Breaking Down a Few Free Agent Predictions with Cubs Ties

Prediction pieces are usually equal parts educated guesswork and conversation-starting titillation. Such is the case with MLB Trade Rumors’ list of the potential landing spots and contracts of the top 50 free agents in this year’s class, though I think there’s some worthwhile stuff in here.

I want to be clear off the bat that the salary figures and destinations below are not my brainchildren and I am not endorsing the accuracy of them in any way by citing them here. Rather, I’m using them as a jumping-off point for what I hope will be some engaging conversation. I tried try to limit these to bite-sized nuggets due to the scope.

Don’t worry, I didn’t cover all 50, just those with either actual or assumed ties to the Cubs. First up are players predicted to be signed by the Cubs, followed by former Cubs headed elsewhere, then a few guys we think are Epstoyer targets (numbers indicate MLBTR’s ranking).

1) Yu Darvish – Cubs; six years, $160M

Man, I just don’t see this happening. While the Cubs can afford it on paper, it seems too long and too expensive, particularly in light of what we’ll see with Arrieta here in a bit (which I think is way off, but whatever). At $26.6M per season, Darvish would eat up well over half of what the Cubs will really have to spend and he’d more or less eliminate them from pursuing the likes of Bryce Harper next winter.

Then you consider the extensions they’ll be trying to negotiate with Kris Bryant and the rest of their young stars, all of which will add to the payroll in not-insignificant ways. Again, this doesn’t make much sense to me.

16) Addison Reed – Cubs; four years, $36M

You know what I’d do with $38M? Two Addisons on the same team. The former closer has reinvented himself as a shutdown setup man and he’s going to get paid as such. Thing is, I can’t imagine the Cubs making him their closer, so this doesn’t fill the void they’d have if Wade Davis is gone.

Oh, and the amount I listed in that obscure Office Space callback is based on adding in Addison Russell’s projected bump to $2.3M in arbitration.

30) Jake McGee – Cubs; three years, $18M

I dig it, though I think the money is perhaps a bit much for a guy with McGee’s checkered injury history. What’s interesting to me is that these predictions have the Cubs spending $15M AAV on Reed and McGee, neither one a closer, while Davis heads to Houston for that exact amount (see below). That’s a lot for one dude, but I’d just as soon retain their stopper and fill in the ‘pen with cheaper options.


4) Jake Arrieta – Brewers; four years, $100M

This feels too low. Like, way too low, in terms of both time and value. If this is all it takes to land the former Cy Young winner, why would the Cubs let him walk? And to go to the Broors, of all teams. Beyond that, it makes no sense whatsoever that the Cubs would balk at $100M for Arrieta but would spend 60 percent more over two additional years for Darvish.

I find it very hard to believe that Arrieta can’t get more AAV over more years in a more desirable location. Don’t get me wrong, Milwaukee is a fine place for fans of American macrobrews and dairy products. But that’s not really Arrieta’s bag, baby.

** OBJECTIVE **
Reproduce the piece on Cubs-related free agent predictions word for word, starting at the words "I dig it, though" and stopping after "years for Darvish.".

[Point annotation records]
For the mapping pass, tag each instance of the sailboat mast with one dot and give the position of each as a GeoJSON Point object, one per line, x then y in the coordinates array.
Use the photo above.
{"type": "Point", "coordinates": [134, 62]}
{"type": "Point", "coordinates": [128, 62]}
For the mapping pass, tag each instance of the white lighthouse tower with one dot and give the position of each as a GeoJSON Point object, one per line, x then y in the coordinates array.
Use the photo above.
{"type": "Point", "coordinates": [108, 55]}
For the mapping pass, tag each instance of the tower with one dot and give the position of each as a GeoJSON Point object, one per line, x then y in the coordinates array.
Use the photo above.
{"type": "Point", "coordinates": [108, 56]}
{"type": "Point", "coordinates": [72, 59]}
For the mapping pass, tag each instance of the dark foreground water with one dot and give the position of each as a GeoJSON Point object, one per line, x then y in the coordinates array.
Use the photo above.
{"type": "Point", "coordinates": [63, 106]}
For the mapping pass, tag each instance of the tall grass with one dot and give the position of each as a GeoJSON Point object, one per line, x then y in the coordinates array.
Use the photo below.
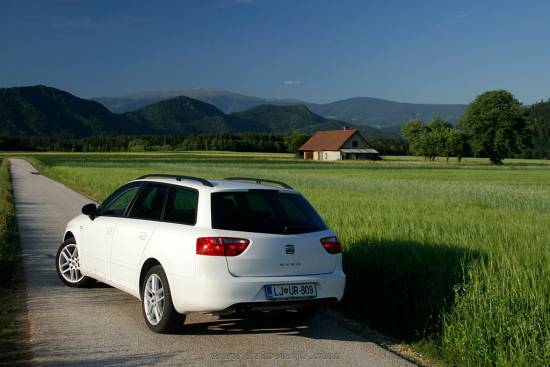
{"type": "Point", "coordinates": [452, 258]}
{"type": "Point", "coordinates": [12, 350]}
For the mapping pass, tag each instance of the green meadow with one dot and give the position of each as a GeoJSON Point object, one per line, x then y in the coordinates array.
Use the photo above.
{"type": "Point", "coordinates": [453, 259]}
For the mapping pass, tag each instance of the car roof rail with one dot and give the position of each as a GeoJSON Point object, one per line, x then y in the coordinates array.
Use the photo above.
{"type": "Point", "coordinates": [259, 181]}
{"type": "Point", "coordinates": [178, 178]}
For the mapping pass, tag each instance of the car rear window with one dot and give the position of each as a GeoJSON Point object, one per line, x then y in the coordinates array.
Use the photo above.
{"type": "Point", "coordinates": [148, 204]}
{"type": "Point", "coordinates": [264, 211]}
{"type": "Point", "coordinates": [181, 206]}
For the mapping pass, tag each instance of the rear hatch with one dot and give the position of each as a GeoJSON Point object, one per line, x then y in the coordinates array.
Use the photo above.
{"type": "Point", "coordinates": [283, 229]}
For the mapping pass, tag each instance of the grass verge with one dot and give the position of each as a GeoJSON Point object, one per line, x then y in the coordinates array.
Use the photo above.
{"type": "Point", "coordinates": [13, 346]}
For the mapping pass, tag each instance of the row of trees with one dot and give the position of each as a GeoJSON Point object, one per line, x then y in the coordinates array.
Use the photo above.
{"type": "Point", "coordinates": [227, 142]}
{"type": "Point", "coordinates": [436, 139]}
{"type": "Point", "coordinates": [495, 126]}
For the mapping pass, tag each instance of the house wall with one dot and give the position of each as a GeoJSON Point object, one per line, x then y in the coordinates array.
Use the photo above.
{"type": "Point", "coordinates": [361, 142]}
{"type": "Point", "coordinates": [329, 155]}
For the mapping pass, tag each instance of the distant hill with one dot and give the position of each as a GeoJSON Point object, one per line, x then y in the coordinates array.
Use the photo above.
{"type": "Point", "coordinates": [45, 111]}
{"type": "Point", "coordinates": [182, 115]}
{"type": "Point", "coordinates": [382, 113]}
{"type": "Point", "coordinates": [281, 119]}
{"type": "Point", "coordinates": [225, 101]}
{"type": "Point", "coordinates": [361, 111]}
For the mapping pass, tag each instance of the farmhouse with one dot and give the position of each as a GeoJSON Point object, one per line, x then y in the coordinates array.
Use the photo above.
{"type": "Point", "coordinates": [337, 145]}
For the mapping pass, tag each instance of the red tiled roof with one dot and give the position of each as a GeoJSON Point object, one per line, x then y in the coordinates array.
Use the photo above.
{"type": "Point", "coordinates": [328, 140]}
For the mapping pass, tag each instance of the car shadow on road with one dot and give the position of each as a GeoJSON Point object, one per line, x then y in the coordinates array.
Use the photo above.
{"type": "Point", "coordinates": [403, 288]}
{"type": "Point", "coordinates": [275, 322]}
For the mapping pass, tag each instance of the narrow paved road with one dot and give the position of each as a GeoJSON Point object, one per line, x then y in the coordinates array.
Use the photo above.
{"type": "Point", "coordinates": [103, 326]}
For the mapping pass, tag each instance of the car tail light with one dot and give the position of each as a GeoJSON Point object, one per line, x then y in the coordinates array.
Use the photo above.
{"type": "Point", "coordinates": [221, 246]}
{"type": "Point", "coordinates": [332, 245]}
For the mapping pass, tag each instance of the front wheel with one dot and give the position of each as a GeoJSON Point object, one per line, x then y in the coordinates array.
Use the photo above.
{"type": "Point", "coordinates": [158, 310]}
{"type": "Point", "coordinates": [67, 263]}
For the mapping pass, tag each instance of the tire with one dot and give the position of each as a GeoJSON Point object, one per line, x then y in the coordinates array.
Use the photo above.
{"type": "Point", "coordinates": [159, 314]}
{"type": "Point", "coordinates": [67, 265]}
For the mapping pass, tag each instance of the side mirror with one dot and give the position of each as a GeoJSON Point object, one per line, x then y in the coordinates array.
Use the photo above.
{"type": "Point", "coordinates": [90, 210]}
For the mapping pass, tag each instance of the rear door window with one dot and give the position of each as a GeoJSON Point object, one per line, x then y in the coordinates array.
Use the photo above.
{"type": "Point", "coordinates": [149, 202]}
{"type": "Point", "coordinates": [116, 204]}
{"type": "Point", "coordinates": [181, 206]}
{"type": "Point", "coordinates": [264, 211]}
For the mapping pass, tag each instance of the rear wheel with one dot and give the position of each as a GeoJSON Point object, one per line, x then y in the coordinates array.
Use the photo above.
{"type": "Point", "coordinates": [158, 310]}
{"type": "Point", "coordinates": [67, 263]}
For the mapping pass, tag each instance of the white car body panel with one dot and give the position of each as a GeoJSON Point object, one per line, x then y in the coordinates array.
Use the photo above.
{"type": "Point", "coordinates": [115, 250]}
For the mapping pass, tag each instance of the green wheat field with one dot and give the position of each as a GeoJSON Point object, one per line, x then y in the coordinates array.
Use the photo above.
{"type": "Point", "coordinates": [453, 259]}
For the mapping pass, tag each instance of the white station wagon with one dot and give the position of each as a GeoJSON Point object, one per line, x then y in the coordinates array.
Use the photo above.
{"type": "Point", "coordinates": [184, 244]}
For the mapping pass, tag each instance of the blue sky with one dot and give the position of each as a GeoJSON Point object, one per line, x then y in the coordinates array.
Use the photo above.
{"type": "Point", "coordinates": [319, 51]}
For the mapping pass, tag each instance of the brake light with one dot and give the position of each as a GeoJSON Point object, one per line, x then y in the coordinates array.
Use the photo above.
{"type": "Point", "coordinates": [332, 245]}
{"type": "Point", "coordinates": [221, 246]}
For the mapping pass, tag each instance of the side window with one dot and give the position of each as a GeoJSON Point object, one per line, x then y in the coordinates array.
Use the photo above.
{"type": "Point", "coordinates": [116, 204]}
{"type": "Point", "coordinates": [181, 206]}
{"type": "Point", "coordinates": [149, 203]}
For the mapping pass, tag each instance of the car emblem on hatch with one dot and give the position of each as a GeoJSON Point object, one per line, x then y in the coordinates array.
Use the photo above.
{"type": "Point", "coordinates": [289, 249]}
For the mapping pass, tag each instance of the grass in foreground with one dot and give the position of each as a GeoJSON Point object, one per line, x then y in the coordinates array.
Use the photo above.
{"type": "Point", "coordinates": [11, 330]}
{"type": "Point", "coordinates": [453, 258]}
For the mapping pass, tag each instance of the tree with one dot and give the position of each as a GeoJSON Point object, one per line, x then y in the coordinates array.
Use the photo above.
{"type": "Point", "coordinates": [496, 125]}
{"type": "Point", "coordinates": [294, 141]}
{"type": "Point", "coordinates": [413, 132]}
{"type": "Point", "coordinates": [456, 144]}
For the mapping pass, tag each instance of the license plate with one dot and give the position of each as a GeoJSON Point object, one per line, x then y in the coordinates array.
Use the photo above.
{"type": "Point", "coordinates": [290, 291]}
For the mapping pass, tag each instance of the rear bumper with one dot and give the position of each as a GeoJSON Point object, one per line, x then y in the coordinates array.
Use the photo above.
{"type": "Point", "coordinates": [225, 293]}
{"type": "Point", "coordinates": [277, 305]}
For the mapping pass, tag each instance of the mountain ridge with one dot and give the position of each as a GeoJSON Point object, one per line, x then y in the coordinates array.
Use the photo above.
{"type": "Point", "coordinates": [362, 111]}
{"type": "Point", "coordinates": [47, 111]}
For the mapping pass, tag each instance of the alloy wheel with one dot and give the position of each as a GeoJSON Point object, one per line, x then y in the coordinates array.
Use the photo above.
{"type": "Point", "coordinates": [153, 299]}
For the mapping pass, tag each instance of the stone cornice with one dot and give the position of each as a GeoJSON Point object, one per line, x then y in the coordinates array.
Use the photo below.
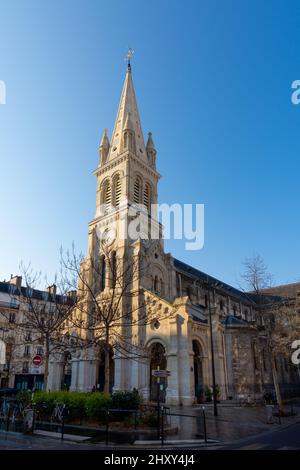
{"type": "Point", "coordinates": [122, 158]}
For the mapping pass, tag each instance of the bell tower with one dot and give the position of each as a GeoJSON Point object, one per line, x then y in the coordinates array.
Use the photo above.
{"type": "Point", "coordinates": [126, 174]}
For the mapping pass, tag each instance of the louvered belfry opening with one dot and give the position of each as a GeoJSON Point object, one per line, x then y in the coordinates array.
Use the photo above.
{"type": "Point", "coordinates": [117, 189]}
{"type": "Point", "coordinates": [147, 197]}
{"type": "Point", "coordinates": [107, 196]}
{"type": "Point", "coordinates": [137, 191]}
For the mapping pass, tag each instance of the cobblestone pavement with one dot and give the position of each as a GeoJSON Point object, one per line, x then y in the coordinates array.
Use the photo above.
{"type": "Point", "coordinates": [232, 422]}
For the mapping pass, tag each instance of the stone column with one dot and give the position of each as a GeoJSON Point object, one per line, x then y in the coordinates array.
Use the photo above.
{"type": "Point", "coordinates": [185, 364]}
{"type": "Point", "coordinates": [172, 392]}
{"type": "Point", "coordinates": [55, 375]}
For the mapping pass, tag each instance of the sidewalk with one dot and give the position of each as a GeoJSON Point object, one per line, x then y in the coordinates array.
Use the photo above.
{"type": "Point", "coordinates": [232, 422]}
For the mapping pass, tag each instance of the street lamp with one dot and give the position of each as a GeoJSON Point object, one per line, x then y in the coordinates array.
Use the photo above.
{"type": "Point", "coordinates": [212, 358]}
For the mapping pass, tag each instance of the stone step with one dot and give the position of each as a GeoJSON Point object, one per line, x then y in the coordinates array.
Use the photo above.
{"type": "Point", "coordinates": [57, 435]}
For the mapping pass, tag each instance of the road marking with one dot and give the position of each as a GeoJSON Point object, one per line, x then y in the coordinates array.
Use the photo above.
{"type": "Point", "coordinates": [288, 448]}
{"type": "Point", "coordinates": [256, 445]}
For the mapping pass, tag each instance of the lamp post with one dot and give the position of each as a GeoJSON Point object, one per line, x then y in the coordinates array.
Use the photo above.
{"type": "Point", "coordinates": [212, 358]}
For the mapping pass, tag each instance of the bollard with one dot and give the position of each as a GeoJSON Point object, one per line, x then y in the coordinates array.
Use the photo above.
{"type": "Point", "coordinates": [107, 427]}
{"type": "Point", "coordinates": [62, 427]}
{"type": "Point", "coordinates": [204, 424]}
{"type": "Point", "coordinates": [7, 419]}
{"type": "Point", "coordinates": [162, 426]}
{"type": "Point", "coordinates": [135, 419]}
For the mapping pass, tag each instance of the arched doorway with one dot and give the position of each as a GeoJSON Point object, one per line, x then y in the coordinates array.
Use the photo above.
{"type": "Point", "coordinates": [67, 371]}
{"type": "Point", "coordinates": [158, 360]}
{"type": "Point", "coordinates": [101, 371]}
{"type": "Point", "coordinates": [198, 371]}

---

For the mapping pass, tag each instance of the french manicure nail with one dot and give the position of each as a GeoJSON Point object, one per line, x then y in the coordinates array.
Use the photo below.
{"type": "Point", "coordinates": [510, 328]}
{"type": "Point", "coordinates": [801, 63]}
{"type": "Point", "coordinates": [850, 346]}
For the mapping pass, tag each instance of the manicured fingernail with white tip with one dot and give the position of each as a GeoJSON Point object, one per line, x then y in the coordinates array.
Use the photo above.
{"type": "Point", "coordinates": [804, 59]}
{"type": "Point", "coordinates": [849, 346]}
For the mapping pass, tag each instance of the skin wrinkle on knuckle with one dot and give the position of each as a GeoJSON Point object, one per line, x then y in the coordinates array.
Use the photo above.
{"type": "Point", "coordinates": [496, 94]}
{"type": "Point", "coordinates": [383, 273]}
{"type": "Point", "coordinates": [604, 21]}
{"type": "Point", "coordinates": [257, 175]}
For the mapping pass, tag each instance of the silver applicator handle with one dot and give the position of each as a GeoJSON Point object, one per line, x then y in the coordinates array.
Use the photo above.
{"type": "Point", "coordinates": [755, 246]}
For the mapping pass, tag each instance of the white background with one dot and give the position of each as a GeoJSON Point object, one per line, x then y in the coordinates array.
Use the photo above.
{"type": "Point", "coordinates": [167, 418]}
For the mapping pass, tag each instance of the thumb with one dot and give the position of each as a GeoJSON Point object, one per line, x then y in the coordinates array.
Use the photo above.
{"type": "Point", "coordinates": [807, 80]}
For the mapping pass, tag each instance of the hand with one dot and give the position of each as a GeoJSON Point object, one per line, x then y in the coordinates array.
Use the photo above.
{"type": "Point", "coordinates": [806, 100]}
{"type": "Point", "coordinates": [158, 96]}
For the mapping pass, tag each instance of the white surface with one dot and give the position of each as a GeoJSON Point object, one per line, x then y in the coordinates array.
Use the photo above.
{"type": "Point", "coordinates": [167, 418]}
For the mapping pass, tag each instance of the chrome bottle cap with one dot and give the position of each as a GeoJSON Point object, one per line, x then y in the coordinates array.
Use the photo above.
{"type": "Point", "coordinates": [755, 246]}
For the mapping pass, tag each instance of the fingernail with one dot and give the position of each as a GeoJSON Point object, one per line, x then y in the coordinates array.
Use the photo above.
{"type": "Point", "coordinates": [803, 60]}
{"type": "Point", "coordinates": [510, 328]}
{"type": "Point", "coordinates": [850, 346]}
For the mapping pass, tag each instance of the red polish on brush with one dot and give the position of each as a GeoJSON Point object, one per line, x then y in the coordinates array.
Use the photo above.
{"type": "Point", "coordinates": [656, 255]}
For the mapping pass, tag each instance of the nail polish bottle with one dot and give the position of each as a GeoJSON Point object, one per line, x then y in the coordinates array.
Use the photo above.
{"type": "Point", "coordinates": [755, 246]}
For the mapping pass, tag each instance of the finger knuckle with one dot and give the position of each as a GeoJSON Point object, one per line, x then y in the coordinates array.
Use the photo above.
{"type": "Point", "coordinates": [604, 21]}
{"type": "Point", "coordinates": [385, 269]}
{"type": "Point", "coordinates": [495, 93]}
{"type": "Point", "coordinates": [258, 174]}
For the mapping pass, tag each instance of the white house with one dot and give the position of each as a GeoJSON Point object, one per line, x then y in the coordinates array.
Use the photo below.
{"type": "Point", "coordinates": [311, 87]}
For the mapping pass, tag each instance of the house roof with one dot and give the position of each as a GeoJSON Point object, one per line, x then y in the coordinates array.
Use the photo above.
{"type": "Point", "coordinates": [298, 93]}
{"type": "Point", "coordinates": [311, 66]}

** ANSWER TO THE EXERCISE **
I dig it, though I think the money is perhaps a bit much for a guy with McGee’s checkered injury history. What’s interesting to me is that these predictions have the Cubs spending $15M AAV on Reed and McGee, neither one a closer, while Davis heads to Houston for that exact amount (see below). That’s a lot for one dude, but I’d just as soon retain their stopper and fill in the ‘pen with cheaper options.


4) Jake Arrieta – Brewers; four years, $100M

This feels too low. Like, way too low, in terms of both time and value. If this is all it takes to land the former Cy Young winner, why would the Cubs let him walk? And to go to the Broors, of all teams. Beyond that, it makes no sense whatsoever that the Cubs would balk at $100M for Arrieta but would spend 60 percent more over two additional years for Darvish.